-- DOCUMENT SECTION --
(begin)

= Missions (TV series) =

French television series

Missions (/fr/) is a French science-fiction television series first broadcast in 2017. Set in the near future, it depicts a mission to the planet Mars.

Missions was created by Ami Cohen, Henri Debeurme and Julien Lacombe and produced by Empreinte Digitale of Paris. It was first broadcast in June 2017 on the French pay-TV channel OCS, released on the Shudder streaming service in September 2017, and broadcast free-to-air on Britain's BBC Four in May 2018.
The first series has ten 26-minute episodes that were as short as 20 minutes when aired by the BBC without intervening adverts. The first series is a mixture of science fiction, adventure and mysticism and does not draw to a self-contained conclusion.

Series 2 of Missions was scheduled to start filming in 2018, co-produced by Empreinte Digitale and by Shudder's parent company, AMC Networks. It was released in 2019.

(end)

-- DATA --

(begin)

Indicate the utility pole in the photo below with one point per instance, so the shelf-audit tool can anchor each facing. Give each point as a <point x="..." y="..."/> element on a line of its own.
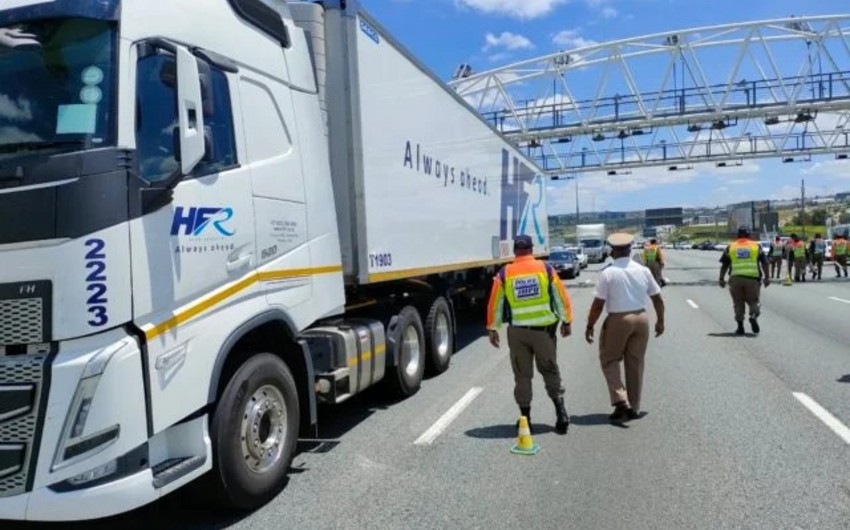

(end)

-- EXERCISE REQUIREMENTS --
- a) From the article on the television series Missions, write out the stretch from "The first series has" through "released in 2019.".
- b) According to the article on the television series Missions, why could the first-series episodes be shorter than 26 minutes when aired by the BBC? Answer in one to three sentences.

-- SOLUTIONS FOR EACH TASK --
- a)
The first series has ten 26-minute episodes that were as short as 20 minutes when aired by the BBC without intervening adverts. The first series is a mixture of science fiction, adventure and mysticism and does not draw to a self-contained conclusion.

Series 2 of Missions was scheduled to start filming in 2018, co-produced by Empreinte Digitale and by Shudder's parent company, AMC Networks. It was released in 2019.

- b) The BBC aired them without intervening adverts, so episodes that run 26 minutes were as short as 20 minutes there.